In the 1992 book, Superstrings: A Theory of Everything? there was a memorable with Richard Feynman who presented his general misgivings about the theory. In closing though, he mused about how he and other young physicists had felt that "the old man's" (Albert Einstein's) problems with quantum theory was just a matter of being set in his ways. Perhaps was he now an old man just set in his ways...

But yintwin, I would point out that "looking after each other and caring" is really an old idea. Divine presentation or genius of ancient human sensitivity (the same perhaps?) -- is today renewed by scientists in place of prophets. The fundamental importance of altruism in biological communities and evolution lies open before the objective eye. As the old world of selfishness crumbles before us, the natural way of mutual responsibility is indeed our only true hope for Humanity's salvation and promise.

Let the old wisdom and young insight lead us all as one into a new world of promise.
dgrich
Fish rots from the head down.
06:06 PM on 09/22/2012
TEN RASONS THEY HAVE FAILED..........Demand one: Restoration of the living wage. This demand can only be met by ending "Freetrade" by re-imposing trade tariffs on all imported goods entering the American market to level the playing field for domestic family farming and domestic manufacturing as most nations that are dumping cheap products onto the American market have radical wage and environmental regulation advantages. Another policy that must be instituted is raise the minimum wage to twenty dollars an hr.

Saved entries

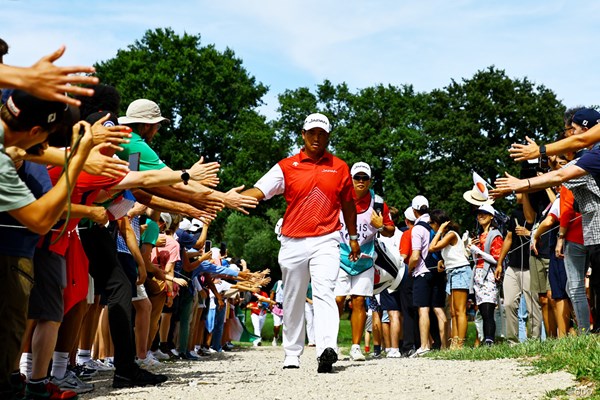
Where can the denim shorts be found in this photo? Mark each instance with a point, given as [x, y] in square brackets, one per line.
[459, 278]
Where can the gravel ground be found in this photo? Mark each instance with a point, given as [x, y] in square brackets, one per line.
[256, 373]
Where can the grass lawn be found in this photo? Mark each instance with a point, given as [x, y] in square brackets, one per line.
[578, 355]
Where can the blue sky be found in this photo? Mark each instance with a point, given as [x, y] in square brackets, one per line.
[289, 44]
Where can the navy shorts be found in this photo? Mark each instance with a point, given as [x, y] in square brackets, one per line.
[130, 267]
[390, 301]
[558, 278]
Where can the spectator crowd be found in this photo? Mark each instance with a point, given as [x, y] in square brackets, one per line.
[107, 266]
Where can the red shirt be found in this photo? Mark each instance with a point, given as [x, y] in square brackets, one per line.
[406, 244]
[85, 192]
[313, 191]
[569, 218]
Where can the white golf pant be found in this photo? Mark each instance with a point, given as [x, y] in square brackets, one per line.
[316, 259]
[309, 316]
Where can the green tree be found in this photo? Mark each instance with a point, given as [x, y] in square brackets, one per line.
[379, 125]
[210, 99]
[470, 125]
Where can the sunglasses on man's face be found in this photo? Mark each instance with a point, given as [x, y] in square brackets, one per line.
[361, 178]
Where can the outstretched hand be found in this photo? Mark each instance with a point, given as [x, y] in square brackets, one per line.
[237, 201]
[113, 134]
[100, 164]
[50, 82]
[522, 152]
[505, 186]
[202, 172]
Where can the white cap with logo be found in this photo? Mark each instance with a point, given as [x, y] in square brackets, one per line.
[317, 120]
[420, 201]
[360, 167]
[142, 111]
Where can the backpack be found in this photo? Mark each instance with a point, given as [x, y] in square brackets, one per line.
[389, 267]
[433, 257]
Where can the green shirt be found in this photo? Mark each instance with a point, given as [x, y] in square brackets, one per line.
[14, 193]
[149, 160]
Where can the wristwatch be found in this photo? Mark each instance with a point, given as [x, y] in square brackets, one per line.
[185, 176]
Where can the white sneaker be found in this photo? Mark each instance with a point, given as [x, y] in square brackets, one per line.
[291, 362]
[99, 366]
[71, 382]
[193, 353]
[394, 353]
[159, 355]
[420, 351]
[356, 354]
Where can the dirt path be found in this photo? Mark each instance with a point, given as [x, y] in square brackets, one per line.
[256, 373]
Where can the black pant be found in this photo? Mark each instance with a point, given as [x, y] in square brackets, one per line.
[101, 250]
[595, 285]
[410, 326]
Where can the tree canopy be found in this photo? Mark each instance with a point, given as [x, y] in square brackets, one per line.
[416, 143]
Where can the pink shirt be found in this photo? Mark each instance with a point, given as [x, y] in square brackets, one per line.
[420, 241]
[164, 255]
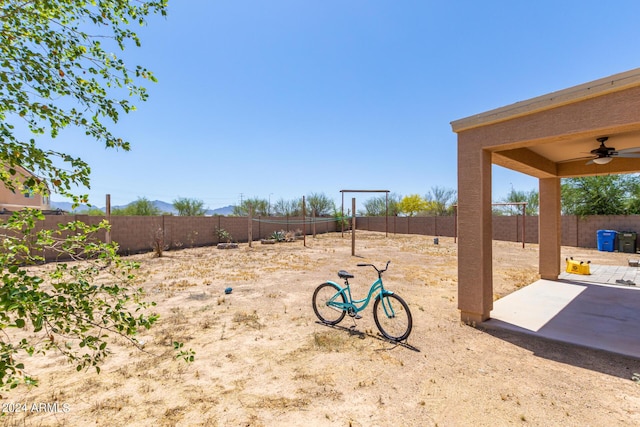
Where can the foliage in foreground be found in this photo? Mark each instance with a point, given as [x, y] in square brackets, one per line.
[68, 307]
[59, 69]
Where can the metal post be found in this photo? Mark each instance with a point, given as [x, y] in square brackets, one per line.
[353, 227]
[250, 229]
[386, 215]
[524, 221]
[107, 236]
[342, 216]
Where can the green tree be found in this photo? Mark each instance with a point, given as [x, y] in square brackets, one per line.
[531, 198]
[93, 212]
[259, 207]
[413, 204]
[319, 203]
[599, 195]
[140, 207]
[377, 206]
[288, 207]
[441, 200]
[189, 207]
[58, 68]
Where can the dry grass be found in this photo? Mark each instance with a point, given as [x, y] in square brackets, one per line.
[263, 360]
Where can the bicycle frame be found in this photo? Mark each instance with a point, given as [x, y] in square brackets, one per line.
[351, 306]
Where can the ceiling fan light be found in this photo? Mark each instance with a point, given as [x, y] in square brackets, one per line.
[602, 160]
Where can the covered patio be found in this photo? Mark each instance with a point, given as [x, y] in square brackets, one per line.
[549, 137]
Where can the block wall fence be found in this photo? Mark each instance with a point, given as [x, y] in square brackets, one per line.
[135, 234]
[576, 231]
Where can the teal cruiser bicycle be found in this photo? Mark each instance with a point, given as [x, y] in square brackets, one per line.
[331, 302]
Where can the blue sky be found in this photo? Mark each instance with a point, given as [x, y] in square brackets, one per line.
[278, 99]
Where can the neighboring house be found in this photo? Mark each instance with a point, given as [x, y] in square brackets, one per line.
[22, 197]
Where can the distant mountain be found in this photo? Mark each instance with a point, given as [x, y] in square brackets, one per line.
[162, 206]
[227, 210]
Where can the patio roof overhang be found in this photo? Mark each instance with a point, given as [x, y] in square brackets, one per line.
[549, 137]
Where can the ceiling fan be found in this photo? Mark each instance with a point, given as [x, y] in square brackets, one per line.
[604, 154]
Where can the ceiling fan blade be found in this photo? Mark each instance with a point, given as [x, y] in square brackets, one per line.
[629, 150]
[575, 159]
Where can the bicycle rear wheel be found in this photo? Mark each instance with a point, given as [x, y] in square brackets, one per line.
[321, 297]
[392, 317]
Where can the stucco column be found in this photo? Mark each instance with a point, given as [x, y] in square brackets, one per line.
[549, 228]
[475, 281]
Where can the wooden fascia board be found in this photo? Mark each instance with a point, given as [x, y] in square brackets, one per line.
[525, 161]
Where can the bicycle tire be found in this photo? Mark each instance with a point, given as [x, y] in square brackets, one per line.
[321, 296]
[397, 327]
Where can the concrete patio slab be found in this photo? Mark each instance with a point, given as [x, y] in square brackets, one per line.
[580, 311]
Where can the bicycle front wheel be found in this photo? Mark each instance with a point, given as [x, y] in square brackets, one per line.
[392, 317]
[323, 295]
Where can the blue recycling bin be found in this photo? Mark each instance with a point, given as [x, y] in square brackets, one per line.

▶ **Exercise prompt**:
Quote the reader comments in full, word for word.

▶ **The completed task**:
In the 1992 book, Superstrings: A Theory of Everything? there was a memorable with Richard Feynman who presented his general misgivings about the theory. In closing though, he mused about how he and other young physicists had felt that "the old man's" (Albert Einstein's) problems with quantum theory was just a matter of being set in his ways. Perhaps was he now an old man just set in his ways...

But yintwin, I would point out that "looking after each other and caring" is really an old idea. Divine presentation or genius of ancient human sensitivity (the same perhaps?) -- is today renewed by scientists in place of prophets. The fundamental importance of altruism in biological communities and evolution lies open before the objective eye. As the old world of selfishness crumbles before us, the natural way of mutual responsibility is indeed our only true hope for Humanity's salvation and promise.

Let the old wisdom and young insight lead us all as one into a new world of promise.
dgrich
Fish rots from the head down.
06:06 PM on 09/22/2012
TEN RASONS THEY HAVE FAILED..........Demand one: Restoration of the living wage. This demand can only be met by ending "Freetrade" by re-imposing trade tariffs on all imported goods entering the American market to level the playing field for domestic family farming and domestic manufacturing as most nations that are dumping cheap products onto the American market have radical wage and environmental regulation advantages. Another policy that must be instituted is raise the minimum wage to twenty dollars an hr.